#### PROBLEM:
Present the following entries again, word for word and in full.
▽
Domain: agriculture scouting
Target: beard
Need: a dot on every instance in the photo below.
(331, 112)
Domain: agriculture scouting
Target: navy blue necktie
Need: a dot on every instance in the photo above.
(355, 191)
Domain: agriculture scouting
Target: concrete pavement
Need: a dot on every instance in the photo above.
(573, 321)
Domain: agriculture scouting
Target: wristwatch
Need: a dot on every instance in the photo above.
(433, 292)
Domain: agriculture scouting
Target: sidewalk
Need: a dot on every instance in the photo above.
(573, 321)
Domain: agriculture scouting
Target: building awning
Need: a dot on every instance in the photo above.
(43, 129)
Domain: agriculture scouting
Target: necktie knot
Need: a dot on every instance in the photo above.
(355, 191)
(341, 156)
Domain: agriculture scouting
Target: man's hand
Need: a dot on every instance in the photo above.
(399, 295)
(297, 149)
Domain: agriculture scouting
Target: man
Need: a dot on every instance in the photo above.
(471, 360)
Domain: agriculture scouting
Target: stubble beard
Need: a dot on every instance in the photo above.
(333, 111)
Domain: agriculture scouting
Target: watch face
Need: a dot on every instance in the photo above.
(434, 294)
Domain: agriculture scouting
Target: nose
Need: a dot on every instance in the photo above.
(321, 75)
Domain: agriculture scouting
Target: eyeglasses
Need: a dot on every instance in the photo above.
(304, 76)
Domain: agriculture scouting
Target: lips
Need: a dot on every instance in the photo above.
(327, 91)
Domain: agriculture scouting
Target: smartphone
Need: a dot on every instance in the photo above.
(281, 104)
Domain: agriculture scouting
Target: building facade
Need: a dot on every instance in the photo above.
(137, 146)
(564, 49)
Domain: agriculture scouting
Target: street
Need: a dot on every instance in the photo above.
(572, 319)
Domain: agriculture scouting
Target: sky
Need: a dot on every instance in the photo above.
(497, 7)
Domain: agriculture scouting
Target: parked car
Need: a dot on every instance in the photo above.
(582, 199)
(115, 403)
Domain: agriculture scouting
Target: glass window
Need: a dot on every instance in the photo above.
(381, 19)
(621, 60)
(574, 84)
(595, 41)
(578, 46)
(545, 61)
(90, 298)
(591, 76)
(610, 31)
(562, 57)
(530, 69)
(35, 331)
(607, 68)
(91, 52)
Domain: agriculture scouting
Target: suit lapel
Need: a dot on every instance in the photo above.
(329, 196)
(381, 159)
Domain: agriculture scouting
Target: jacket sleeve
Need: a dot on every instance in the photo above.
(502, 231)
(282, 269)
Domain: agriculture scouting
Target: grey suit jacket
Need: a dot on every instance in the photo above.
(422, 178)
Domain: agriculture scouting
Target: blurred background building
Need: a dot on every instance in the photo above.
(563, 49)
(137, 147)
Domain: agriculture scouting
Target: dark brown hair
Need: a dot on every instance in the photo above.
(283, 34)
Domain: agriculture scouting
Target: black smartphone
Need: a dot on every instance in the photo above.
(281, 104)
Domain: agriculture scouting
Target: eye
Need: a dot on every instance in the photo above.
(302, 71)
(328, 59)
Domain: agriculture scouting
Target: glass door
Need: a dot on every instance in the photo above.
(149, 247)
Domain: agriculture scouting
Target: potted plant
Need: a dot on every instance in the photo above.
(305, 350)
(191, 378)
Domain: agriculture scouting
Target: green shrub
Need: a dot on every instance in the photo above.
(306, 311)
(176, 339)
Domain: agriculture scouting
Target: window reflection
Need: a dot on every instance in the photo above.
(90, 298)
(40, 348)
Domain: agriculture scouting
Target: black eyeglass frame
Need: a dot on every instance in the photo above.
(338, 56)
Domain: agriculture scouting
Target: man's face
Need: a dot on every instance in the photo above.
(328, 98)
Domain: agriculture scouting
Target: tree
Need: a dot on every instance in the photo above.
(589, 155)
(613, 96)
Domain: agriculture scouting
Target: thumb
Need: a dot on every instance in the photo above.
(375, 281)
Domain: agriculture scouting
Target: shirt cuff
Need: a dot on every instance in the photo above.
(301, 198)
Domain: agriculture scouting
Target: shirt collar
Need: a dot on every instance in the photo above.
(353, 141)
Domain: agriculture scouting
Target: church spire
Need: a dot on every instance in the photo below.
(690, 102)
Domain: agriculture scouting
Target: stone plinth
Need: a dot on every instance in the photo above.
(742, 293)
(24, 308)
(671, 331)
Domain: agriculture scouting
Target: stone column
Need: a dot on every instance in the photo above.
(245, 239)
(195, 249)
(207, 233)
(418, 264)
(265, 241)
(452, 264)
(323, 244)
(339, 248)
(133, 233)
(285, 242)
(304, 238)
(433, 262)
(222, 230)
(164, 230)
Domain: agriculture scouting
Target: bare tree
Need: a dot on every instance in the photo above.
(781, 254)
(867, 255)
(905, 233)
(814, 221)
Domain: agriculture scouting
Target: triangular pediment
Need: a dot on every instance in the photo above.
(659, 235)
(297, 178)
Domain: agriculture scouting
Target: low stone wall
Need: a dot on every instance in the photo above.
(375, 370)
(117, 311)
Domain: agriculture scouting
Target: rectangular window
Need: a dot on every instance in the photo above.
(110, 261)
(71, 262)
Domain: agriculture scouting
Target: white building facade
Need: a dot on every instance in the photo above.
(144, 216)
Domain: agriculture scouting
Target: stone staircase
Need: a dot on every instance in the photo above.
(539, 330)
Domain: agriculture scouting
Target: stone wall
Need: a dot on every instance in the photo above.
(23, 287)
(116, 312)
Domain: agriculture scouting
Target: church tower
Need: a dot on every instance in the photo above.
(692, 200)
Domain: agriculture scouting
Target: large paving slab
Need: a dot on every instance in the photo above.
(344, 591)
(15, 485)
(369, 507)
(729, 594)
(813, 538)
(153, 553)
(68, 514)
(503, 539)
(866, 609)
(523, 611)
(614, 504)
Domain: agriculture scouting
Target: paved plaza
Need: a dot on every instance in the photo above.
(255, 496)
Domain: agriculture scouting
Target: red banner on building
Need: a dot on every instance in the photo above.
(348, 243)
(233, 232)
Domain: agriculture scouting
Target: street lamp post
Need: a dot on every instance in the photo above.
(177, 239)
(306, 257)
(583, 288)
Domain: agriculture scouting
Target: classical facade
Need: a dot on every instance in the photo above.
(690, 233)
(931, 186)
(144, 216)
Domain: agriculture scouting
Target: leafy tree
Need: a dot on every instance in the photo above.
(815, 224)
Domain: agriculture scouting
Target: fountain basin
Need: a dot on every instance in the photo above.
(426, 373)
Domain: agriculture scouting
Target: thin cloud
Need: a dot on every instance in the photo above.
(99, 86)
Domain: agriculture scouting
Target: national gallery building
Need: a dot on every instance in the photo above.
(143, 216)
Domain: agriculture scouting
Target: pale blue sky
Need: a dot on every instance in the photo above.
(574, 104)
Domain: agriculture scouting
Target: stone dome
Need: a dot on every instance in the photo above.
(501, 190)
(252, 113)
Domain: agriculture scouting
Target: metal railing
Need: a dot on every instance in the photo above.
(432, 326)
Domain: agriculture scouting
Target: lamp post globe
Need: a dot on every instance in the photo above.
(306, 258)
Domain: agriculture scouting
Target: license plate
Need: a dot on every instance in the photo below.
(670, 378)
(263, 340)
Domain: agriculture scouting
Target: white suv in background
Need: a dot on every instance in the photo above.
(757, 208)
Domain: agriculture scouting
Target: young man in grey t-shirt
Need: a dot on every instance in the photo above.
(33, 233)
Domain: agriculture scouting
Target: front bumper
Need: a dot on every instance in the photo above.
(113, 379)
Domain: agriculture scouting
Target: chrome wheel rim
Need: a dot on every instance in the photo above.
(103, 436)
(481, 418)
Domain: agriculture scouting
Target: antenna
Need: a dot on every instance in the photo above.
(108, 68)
△
#### TASK RESPONSE:
Domain: agriculture scouting
Target: beard
Need: a dot on every instance in the photo below.
(331, 112)
Domain: agriculture scouting
Target: navy blue necktie
Need: a dot on every instance in the photo above.
(355, 191)
Domain: agriculture scouting
Target: concrete pavement
Need: a dot on every instance in the photo above.
(573, 321)
Domain: agriculture scouting
Target: wristwatch
Need: a dot on every instance in the photo above.
(433, 292)
Domain: agriculture scouting
Target: sidewalk
Need: a dot on every instance in the photo above.
(573, 321)
Domain: agriculture scouting
Target: building awning
Need: a dot on every instance in the photo above.
(43, 129)
Domain: agriculture scouting
Target: necktie knot
Need: a dot on every instance in the photo above.
(355, 191)
(341, 156)
Domain: agriculture scouting
Target: man's hand
Need: a dot on every instance in the photo above.
(399, 295)
(297, 149)
Domain: agriculture scouting
Target: man
Need: a dot on every instance in the photo above.
(471, 360)
Domain: agriculture scouting
Target: stubble beard
Need: a dot on every instance in the photo above.
(333, 111)
Domain: agriculture scouting
Target: watch face
Need: a dot on every instance in the photo above.
(434, 294)
Domain: agriculture scouting
Target: nose
Need: a dot on every instance in the photo above.
(321, 75)
Domain: agriculture scouting
Target: eyeglasses
Need: a dot on every instance in the photo above.
(304, 76)
Domain: agriculture scouting
Target: lips
Need: a dot on every instance in the photo above.
(327, 91)
Domain: agriculture scouting
Target: smartphone
Need: a dot on every instance in the photo above.
(281, 104)
Domain: agriculture scouting
Target: building facade
Need: a dot on every instance in the photo above.
(137, 146)
(564, 49)
Domain: agriculture scouting
Target: street
Need: a dot on every instance in the photo above.
(572, 319)
Domain: agriculture scouting
Target: sky
Need: a dot on every instance in the photo above.
(497, 7)
Domain: agriculture scouting
Target: parked car
Need: a dot on every instance in the photo above.
(582, 199)
(115, 403)
Domain: agriculture scouting
Target: glass window
Need: a dot on every instance in the photo above.
(381, 19)
(621, 60)
(574, 84)
(595, 41)
(578, 46)
(545, 61)
(90, 298)
(591, 76)
(610, 31)
(562, 57)
(530, 69)
(35, 331)
(607, 68)
(91, 52)
Domain: agriculture scouting
Target: suit lapel
Need: a dot on every instance in the photo above.
(329, 196)
(381, 159)
Domain: agriculture scouting
Target: jacket sleeve
Need: a dot on every instance in the photo above.
(502, 231)
(282, 269)
Domain: agriculture scouting
Target: grey suit jacket
Need: a dot on every instance in the photo above.
(422, 178)
Domain: agriculture scouting
Target: blurred background building
Need: a dot on every instance in the photo above.
(563, 49)
(137, 147)
Domain: agriculture scouting
Target: dark brown hair
Need: a dot on every instance in the photo above.
(283, 34)
Domain: agriculture scouting
Target: black smartphone
Need: a dot on every instance in the photo above.
(281, 104)
Domain: agriculture scouting
Target: eye
Need: a dot on every instance in the photo above.
(302, 71)
(328, 59)
Domain: agriculture scouting
Target: glass door
Need: a dot on every instance in the photo above.
(149, 247)
Domain: agriculture scouting
Target: potted plant
Need: a dot on every instance in the photo above.
(305, 350)
(191, 378)
Domain: agriculture scouting
Target: green shrub
Need: a dot on every instance in the photo above.
(306, 311)
(176, 339)
Domain: agriculture scouting
Target: window reflection
Need: a dot on every instance in the photo above.
(90, 298)
(40, 348)
Domain: agriculture scouting
Target: black eyeglass frame
Need: a dot on every instance in the photo above.
(338, 56)
Domain: agriculture scouting
Target: man's face
Need: a dot on every instance in the photo above.
(328, 98)
Domain: agriculture scouting
Target: tree
Need: a dot on every instance in the photo above.
(589, 155)
(613, 96)
Domain: agriculture scouting
Target: thumb
Need: a dot on every instance in the photo above.
(375, 281)
Domain: agriculture scouting
Target: shirt cuff
Need: a dot on every instance in the photo above.
(301, 198)
Domain: agriculture scouting
Target: shirt collar
Need: a dot on every instance in the photo above.
(353, 141)
Domain: agriculture scouting
Target: church spire
Need: a dot on every instance in the photo below.
(690, 102)
Domain: agriculture scouting
Target: stone plinth
Need: a dot on every instance in the photo above.
(742, 293)
(24, 308)
(671, 331)
Domain: agriculture scouting
Target: stone column
Need: a dot on every instance in the photo above.
(245, 239)
(195, 249)
(207, 233)
(418, 264)
(265, 241)
(452, 264)
(323, 244)
(339, 248)
(133, 233)
(285, 242)
(304, 238)
(433, 262)
(222, 230)
(164, 230)
Domain: agriculture scouting
Target: bare tree
Need: a dot on every instance in the photo above.
(781, 254)
(867, 255)
(905, 233)
(814, 221)
Domain: agriculture scouting
Target: triangular pediment
Need: a dot on every instance in the photo above.
(659, 235)
(297, 178)
Domain: agriculture scouting
Target: low stone wall
Need: a dot on every instance in the photo above.
(375, 370)
(117, 311)
Domain: agriculture scouting
Target: rectangular window
Need: a dot on every instance in the photo above.
(110, 261)
(71, 262)
Domain: agriculture scouting
Target: white building facade
Need: a dot on every instance in the photo above.
(144, 216)
Domain: agriculture scouting
Target: stone staircase
Need: a dot on every instance in the photo above.
(539, 330)
Domain: agriculture scouting
Target: stone wall
Need: a dot on every instance in the photo above.
(23, 287)
(116, 312)
Domain: agriculture scouting
Target: church tower
Need: a dot on every instance in the photo above.
(692, 200)
Domain: agriculture scouting
Target: large paving slab
Need: a dot on every instance in the photo above.
(344, 591)
(15, 485)
(369, 507)
(729, 594)
(813, 538)
(153, 553)
(68, 514)
(503, 539)
(866, 609)
(523, 611)
(614, 504)
Domain: agriculture scouting
Target: paved plaza
Need: a dot on every instance in the photo above.
(255, 496)
Domain: agriculture scouting
Target: red banner on building
Need: a dot on every instance in the photo above.
(348, 243)
(233, 232)
Domain: agriculture scouting
Target: street lamp post
Need: a dot on every instance in the photo above.
(177, 239)
(306, 257)
(583, 288)
Domain: agriculture scouting
Target: classical facade
Need: a dot on every instance in the photo above.
(690, 233)
(931, 186)
(144, 216)
Domain: agriculture scouting
Target: leafy tree
Need: a dot on every instance in the photo above.
(815, 224)
Domain: agriculture scouting
Target: fountain basin
Need: a dot on every instance in the photo above.
(426, 373)
Domain: agriculture scouting
Target: thin cloud
Need: a dot on every instance in the photo above.
(99, 86)
Domain: agriculture scouting
Target: national gallery building
Need: a dot on every instance in the photo above.
(143, 216)
Domain: agriculture scouting
Target: pale blue sky
Need: a dot on every instance in the photo above.
(574, 104)
Domain: agriculture scouting
Target: stone dome
Need: a dot on every instance in the photo above.
(501, 190)
(252, 113)
Domain: agriculture scouting
Target: metal railing
Need: a dot on every instance in the photo above.
(432, 326)
Domain: agriculture scouting
Target: lamp post globe
Need: a dot on every instance in the photo above.
(306, 258)
Domain: agriculture scouting
Target: license plate
Need: a dot on every instance in the photo below.
(670, 378)
(263, 340)
Domain: agriculture scouting
Target: white suv in background
Need: a dot on every instance in the photo above.
(757, 208)
Domain: agriculture scouting
Target: young man in grey t-shirt
Need: a dot on every instance in the photo above.
(33, 233)
Domain: agriculture scouting
Target: front bumper
Need: a dot on every instance in the photo above.
(113, 379)
Domain: agriculture scouting
Target: chrome wheel rim
Need: a dot on every instance in the photo above.
(103, 436)
(481, 418)
Domain: agriculture scouting
Target: antenna
Need: a dot on every instance in the photo above.
(108, 68)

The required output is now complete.